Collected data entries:
§

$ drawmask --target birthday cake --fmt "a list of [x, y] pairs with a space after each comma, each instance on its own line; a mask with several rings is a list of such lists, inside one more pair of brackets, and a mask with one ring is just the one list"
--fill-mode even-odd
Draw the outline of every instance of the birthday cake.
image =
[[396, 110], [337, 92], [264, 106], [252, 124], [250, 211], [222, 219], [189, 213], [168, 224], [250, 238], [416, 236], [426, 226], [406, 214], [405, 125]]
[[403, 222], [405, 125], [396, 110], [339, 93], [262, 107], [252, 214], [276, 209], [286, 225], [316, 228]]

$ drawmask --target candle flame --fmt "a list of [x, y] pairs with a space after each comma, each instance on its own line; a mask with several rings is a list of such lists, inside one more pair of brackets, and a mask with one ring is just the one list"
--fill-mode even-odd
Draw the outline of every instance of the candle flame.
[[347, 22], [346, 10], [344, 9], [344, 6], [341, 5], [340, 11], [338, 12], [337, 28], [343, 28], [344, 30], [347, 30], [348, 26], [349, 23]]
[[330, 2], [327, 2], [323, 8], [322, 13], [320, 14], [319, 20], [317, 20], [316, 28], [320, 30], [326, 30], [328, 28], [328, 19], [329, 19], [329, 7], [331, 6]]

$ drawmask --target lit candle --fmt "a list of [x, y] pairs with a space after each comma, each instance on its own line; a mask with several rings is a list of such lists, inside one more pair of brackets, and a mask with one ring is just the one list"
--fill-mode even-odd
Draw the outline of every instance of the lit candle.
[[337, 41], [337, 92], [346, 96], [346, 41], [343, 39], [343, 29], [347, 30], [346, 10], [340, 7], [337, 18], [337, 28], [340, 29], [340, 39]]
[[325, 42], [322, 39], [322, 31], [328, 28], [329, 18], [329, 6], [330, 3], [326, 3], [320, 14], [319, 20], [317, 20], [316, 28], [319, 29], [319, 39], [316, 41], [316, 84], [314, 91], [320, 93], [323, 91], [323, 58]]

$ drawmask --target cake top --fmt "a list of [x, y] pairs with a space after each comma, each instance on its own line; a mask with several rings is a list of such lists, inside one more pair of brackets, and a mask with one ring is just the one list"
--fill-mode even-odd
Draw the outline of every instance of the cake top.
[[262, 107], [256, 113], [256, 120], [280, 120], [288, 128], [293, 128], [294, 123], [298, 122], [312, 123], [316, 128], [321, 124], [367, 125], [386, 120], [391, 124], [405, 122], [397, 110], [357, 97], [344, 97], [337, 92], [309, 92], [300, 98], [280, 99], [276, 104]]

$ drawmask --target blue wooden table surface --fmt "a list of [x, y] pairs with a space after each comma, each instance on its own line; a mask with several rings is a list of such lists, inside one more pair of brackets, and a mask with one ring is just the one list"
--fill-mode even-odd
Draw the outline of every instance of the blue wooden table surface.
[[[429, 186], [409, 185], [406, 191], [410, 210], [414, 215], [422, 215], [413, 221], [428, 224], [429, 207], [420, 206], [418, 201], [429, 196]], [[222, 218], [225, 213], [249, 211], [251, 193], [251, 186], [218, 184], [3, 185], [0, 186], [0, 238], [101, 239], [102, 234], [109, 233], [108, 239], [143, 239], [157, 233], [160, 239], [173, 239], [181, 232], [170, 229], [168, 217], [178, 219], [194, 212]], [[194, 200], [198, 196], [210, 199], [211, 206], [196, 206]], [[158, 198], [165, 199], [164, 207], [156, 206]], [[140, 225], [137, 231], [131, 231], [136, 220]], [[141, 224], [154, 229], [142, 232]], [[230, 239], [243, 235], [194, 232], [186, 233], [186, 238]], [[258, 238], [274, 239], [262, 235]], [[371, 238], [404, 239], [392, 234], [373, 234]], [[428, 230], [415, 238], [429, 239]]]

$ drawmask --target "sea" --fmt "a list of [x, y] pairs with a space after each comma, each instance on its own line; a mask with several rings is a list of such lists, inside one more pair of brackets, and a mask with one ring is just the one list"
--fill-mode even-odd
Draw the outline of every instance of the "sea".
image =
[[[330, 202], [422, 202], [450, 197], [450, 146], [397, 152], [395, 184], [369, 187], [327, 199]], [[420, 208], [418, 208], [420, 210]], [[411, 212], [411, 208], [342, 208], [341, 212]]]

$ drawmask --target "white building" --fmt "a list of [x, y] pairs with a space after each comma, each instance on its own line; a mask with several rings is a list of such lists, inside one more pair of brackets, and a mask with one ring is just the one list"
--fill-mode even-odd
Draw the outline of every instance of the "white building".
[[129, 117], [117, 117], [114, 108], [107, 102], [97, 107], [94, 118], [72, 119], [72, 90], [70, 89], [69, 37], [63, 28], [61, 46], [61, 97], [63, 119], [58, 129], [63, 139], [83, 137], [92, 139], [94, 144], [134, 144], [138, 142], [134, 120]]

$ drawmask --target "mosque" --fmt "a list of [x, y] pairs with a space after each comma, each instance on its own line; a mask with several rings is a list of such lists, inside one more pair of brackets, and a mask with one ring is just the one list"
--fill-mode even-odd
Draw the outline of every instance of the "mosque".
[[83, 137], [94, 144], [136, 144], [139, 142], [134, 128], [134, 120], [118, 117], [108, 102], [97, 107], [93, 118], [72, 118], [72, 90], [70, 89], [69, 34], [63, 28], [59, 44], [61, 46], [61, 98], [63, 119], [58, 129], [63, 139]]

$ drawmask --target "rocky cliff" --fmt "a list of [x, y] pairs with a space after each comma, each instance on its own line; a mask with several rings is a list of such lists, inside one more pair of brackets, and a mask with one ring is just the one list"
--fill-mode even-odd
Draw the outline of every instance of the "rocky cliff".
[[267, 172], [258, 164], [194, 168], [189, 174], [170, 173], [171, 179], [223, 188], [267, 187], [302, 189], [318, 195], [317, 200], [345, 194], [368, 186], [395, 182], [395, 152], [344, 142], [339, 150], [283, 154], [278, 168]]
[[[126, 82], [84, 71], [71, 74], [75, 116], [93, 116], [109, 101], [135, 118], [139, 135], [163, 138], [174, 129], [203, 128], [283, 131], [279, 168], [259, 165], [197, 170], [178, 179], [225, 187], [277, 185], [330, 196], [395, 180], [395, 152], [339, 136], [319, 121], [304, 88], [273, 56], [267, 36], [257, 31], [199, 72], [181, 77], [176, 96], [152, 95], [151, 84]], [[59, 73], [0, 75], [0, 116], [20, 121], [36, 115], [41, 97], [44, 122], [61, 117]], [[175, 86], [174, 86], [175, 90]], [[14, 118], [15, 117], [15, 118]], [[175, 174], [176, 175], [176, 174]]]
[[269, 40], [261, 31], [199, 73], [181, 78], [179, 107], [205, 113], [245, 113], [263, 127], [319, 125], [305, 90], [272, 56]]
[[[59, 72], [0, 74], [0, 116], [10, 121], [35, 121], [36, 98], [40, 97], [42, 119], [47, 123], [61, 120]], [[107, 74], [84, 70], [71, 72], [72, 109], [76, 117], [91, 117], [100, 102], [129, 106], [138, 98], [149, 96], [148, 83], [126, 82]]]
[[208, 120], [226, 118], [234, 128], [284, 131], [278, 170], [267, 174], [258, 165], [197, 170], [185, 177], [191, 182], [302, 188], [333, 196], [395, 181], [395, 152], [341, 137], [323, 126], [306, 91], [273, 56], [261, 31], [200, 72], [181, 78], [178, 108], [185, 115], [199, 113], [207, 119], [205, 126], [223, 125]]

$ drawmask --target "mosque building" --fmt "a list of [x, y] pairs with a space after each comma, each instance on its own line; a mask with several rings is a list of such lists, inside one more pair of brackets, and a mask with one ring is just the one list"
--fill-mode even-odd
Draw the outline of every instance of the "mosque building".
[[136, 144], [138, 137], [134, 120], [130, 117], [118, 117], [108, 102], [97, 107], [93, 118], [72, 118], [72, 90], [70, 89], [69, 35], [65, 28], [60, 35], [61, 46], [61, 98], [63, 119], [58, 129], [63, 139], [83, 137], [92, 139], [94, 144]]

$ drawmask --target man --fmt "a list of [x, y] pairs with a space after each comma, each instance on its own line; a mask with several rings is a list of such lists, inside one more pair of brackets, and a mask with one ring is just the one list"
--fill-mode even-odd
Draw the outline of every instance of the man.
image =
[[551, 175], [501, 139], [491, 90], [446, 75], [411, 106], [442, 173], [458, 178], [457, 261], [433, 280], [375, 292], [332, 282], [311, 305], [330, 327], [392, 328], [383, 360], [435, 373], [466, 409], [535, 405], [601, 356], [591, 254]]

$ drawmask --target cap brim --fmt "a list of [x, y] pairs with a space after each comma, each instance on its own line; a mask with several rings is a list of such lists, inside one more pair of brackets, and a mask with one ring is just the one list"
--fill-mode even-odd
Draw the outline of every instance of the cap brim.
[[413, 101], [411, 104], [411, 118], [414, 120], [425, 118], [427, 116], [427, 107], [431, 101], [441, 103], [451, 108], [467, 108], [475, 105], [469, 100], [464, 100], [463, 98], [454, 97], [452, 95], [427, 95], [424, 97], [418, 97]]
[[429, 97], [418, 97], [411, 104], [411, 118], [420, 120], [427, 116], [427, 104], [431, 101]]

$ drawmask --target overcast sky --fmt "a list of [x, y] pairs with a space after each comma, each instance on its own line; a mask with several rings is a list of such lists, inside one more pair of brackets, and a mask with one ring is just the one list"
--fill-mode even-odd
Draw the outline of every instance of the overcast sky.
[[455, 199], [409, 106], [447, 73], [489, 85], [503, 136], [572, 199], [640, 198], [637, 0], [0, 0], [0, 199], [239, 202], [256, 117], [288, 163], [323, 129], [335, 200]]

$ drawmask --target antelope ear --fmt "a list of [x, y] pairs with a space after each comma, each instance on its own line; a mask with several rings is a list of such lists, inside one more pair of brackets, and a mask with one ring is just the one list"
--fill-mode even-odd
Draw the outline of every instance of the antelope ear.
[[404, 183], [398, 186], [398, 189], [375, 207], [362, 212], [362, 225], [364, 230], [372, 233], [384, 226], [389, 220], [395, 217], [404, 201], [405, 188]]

§

TASK TO CARRY OUT =>
Your task is to list each line of the records with the word "birthday".

EXPECTED OUTPUT =>
$ drawmask --target birthday cake --fmt "a list of [x, y] pairs with a space after each comma, each instance on its own line; a mask with several rings is a list of such lists, inside one more pair of brackets, and a mask with one ring is just the one list"
Draw the outline of every instance of the birthday cake.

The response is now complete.